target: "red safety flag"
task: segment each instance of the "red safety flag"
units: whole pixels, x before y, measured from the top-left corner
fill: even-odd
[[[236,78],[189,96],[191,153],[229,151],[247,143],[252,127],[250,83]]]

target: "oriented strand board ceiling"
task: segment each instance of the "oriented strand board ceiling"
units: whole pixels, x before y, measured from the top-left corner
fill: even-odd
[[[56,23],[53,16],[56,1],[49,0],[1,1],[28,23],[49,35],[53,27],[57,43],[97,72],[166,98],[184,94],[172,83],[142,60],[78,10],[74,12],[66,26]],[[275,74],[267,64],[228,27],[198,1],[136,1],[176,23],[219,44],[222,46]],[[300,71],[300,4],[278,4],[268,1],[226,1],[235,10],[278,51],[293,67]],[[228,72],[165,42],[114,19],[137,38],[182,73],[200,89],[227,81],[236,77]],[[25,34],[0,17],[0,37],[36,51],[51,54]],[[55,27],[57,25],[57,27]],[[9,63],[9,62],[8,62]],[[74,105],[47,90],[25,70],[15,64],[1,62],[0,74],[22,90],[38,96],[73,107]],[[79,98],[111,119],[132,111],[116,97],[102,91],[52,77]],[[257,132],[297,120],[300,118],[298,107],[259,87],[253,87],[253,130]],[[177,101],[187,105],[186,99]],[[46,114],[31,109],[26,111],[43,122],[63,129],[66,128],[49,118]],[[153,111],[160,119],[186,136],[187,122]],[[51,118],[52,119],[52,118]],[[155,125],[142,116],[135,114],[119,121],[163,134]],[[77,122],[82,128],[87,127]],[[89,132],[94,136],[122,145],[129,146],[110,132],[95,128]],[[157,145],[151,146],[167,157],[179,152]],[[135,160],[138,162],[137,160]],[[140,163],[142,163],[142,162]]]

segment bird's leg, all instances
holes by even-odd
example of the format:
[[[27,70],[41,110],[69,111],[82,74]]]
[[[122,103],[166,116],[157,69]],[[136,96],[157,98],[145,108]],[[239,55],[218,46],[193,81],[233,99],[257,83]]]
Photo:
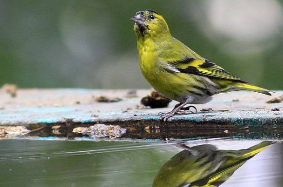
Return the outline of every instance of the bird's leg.
[[[197,108],[196,108],[196,107],[193,106],[192,105],[190,105],[189,106],[187,107],[183,107],[182,109],[181,109],[181,110],[190,110],[190,108],[192,108],[194,110],[196,110],[196,112],[198,112],[198,110],[197,110]]]
[[[191,105],[187,107],[183,107],[180,110],[184,110],[183,111],[179,111],[176,113],[176,114],[193,114],[193,112],[190,110],[190,108],[192,108],[196,110],[196,112],[198,112],[198,110],[197,108]]]
[[[177,104],[174,107],[174,109],[169,112],[164,113],[161,115],[160,116],[160,119],[163,120],[164,121],[167,121],[170,117],[173,116],[175,114],[178,114],[180,112],[180,110],[184,107],[186,105],[191,103],[192,99],[190,98],[189,98],[186,100],[184,103],[180,103]],[[191,113],[193,113],[192,111],[191,111]]]

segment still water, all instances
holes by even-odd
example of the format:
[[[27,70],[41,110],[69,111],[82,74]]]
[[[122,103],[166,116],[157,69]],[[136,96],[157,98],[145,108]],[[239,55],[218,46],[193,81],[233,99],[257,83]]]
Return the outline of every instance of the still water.
[[[2,140],[0,186],[281,187],[283,144],[263,141]]]

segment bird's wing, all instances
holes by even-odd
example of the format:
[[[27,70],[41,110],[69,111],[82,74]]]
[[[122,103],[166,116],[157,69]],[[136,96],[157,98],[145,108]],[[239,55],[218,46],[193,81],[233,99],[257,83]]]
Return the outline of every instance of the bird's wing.
[[[169,61],[168,64],[180,73],[202,75],[231,80],[232,81],[247,83],[225,71],[222,68],[205,59],[195,59],[187,57],[183,59]]]

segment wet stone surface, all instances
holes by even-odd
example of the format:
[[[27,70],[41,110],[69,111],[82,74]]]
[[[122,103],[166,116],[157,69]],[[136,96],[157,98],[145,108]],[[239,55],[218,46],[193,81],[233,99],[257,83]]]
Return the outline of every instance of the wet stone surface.
[[[195,105],[198,112],[175,115],[164,122],[159,120],[158,113],[170,111],[176,102],[170,102],[167,108],[151,109],[140,103],[150,90],[136,90],[134,97],[129,97],[129,91],[19,89],[15,97],[0,92],[0,125],[25,127],[31,131],[28,135],[70,138],[82,136],[73,133],[74,128],[96,123],[126,129],[124,138],[223,137],[242,133],[280,138],[282,134],[283,103],[267,101],[282,95],[282,91],[272,96],[245,91],[219,94],[208,103]],[[119,99],[98,101],[101,97]]]

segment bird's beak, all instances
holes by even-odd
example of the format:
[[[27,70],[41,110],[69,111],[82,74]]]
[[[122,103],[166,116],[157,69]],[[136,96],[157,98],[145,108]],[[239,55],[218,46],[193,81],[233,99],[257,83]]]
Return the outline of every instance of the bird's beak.
[[[140,14],[135,15],[134,17],[130,18],[130,19],[139,26],[144,25],[145,24],[145,19],[144,18],[144,16]]]

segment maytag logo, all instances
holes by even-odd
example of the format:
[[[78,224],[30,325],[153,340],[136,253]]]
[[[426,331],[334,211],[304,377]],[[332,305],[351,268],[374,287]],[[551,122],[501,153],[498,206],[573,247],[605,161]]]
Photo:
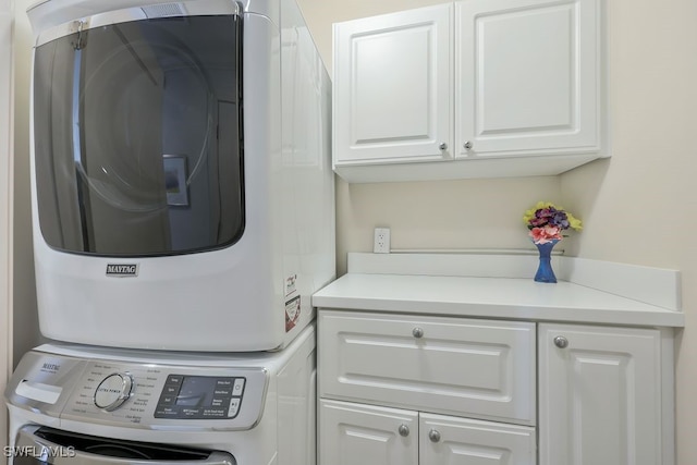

**GIVEN INSTRUCTION:** Resize the listing from the line with "segment still water, all instances" through the line with "[[[2,140],[0,186],[281,187],[283,144],[263,141]]]". Copy every line in that span, requests included, but multiply each coordinate in the answer outlines by 1.45 and round to whole numbers with halves going up, leaving the request lines and their format samples unchanged.

**FINISHED ANSWER:**
segment still water, all instances
holes by even-odd
example of the format:
[[[27,70],[41,110],[69,111],[82,74]]]
[[[122,103],[166,116],[157,69]],[[136,96],[157,98],[145,108]],[[239,55],[218,46],[193,81],[233,99],[257,83]]]
Return the outline of every instance of the still water.
[[[3,203],[0,270],[407,271],[410,209],[381,204]]]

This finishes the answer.